### [Work to complete]
Transcribe the shell built-in commands text verbatim, starting with "Suspends execution for" and going on through "a login shell.".

### [Provided text]
== Segment start ==
Suspends execution for the number of decimal seconds or fractions of a second given by duration. duration can be an integer, floating point value or ISO 8601 duration specifying the length of time to sleep. The option -s causes the sleep builtin to terminate when it receives any signal. If duration is not specified in conjunction with -s, sleep will wait for a signal indefinitely.
Same as ., except it is not treated as a special built-in command.
Sends a SIGSTOP signal to one or more processes specified by job, suspending them until they receive SIGCONT. The same as kill -s STOP.
Sends a SIGSTOP signal to the main shell process, suspending the script or child shell session until it receives SIGCONT (for instance, when typing fg in the parent shell). Equivalent to kill -s STOP "$$", except that it accepts no operands and refuses to suspend a login shell.
The test and [ commands execute conditional expressions similar to those specified for the [[ compound command under Conditional Expressions above, but with several important differences. The =, == and != operators test for string (in)equality without pattern matching; == is nonstandard and unportable. The && and || operators are not available. Instead, the -a and -o binary operators can be used, but they are fraught with pitfalls due to grammatical ambiguities and therefore deprecated in favor of invoking separate test commands. Most importantly, as test and [ are simple regular commands, field splitting and pathname expansion are performed on all their arguments and all aspects of regular shell grammar (such as redirection) remain active. This is usually harmful, so care must be taken to quote arguments and expansions to avoid this. To avoid the many pitfalls arising from these issues, the [[ compound command should be used instead. The primary purpose of the test and [ commands is compatibility with other shells that lack [[.

The test/[ command does not parse options except if there are two arguments and the second is --. To access the inline documentation with an option such as --man, you need one of the forms test --man -- or [ --man -- ].

Displays the accumulated user and system CPU times, one line with the times used by the shell and another with those used by all of the shell's child processes. No options are supported. Seconds are zero-padded unless the posix shell option is on.
trap [ -p ] [ action ] [ sig ] ...
The -p option causes the trap action associated with each trap as specified by the arguments to be printed with appropriate quoting. Otherwise, action will be processed as if it were an argument to eval when the shell receives signal(s) sig. Each sig can be given as a number or as the name of the signal. Trap commands are executed in order of signal number. Any attempt to set a trap on a signal that was ignored on entry to the current shell is ineffective. If action is omitted and the first sig is a number, or if action is -, then the trap(s) for each sig are reset to their original values. If action is the empty string, then this signal is ignored by the shell and by the commands it invokes. If sig is ERR then action will be executed whenever a command has a non-zero exit status. If sig is DEBUG then action will be executed before each command. The variable .sh.command will contain the current command line when action is running, in the same format as the output generated by the xtrace option (minus the preceding PS4 prompt). If the exit status of the trap is 2 the command will not be executed. If the exit status of the trap is 255 and inside a function or a dot script, the function or dot script will return. If sig is 0 or EXIT and the trap statement is executed inside the body of a function defined with the function name syntax, then the command action is executed after the function completes. If sig is 0 or EXIT for a trap set outside any function then the command action is executed on exit from the shell. If sig is KEYBD, then action will be executed whenever a key is read while in emacs, gmacs, or vi mode. The trap command with no arguments prints a list of commands associated with each signal number.
== Segment end ==
### [Supplied entries]
== Segment start ==
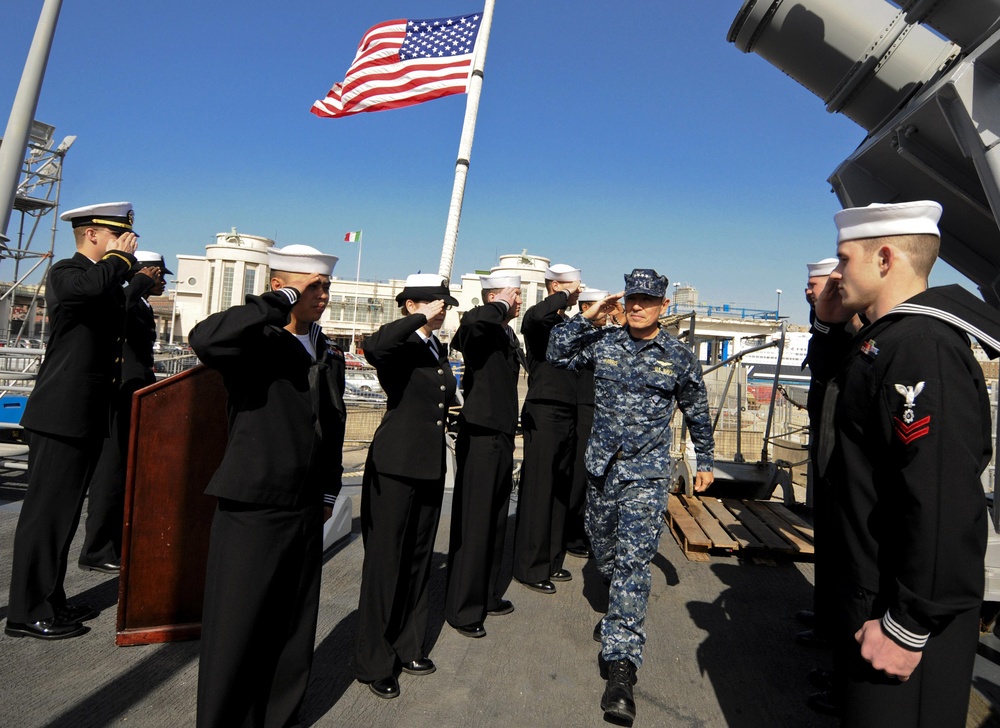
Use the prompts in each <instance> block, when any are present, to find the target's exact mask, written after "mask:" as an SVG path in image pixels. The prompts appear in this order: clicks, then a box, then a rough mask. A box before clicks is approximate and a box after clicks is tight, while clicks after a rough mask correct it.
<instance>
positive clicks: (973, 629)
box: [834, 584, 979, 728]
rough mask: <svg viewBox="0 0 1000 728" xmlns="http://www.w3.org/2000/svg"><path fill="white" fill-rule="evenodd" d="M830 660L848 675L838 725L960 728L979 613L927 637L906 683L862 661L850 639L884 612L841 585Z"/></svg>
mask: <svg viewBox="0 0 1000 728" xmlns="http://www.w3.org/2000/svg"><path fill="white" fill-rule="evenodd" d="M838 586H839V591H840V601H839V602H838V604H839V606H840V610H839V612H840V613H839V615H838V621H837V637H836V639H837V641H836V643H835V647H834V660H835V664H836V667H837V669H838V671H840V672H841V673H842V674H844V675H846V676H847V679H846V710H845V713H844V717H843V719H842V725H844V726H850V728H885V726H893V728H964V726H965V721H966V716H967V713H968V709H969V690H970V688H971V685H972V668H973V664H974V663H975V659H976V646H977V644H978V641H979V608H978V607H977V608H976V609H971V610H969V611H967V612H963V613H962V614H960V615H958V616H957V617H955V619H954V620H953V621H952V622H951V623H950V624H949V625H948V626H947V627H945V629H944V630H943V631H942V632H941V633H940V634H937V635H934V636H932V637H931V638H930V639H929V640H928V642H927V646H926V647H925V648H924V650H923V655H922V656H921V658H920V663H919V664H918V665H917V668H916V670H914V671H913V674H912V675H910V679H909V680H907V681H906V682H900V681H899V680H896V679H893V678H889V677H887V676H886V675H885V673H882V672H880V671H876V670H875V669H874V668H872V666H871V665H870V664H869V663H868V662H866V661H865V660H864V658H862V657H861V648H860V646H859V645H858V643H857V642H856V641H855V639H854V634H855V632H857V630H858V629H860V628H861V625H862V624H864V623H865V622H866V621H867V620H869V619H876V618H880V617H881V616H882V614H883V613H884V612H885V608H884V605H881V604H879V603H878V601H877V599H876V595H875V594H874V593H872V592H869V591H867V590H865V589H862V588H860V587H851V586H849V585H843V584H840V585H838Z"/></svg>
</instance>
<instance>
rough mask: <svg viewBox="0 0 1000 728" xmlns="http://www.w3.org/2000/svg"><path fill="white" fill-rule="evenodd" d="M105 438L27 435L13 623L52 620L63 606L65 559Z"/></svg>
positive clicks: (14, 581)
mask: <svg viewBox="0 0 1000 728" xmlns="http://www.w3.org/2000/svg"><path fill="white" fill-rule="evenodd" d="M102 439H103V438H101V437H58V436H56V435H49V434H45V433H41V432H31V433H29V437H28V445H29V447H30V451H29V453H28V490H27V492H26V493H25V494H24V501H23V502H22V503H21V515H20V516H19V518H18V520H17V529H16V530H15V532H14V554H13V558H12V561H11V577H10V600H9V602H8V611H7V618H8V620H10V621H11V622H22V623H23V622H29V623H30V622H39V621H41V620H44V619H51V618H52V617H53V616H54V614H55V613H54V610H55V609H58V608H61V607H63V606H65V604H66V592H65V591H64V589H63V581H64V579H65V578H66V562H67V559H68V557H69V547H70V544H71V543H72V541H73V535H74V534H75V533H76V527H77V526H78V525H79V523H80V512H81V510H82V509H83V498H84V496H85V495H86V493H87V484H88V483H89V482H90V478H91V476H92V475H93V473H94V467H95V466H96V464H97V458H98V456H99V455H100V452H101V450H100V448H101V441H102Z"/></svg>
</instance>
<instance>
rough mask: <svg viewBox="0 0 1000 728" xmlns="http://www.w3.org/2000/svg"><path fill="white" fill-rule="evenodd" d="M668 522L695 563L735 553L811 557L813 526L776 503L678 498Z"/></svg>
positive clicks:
== Segment end ==
### [Answer space]
Suspends execution for the number of decimal seconds or fractions of a second given by duration. duration can be an integer, floating point value or ISO 8601 duration specifying the length of time to sleep. The option -s causes the sleep builtin to terminate when it receives any signal. If duration is not specified in conjunction with -s, sleep will wait for a signal indefinitely.
Same as ., except it is not treated as a special built-in command.
Sends a SIGSTOP signal to one or more processes specified by job, suspending them until they receive SIGCONT. The same as kill -s STOP.
Sends a SIGSTOP signal to the main shell process, suspending the script or child shell session until it receives SIGCONT (for instance, when typing fg in the parent shell). Equivalent to kill -s STOP "$$", except that it accepts no operands and refuses to suspend a login shell.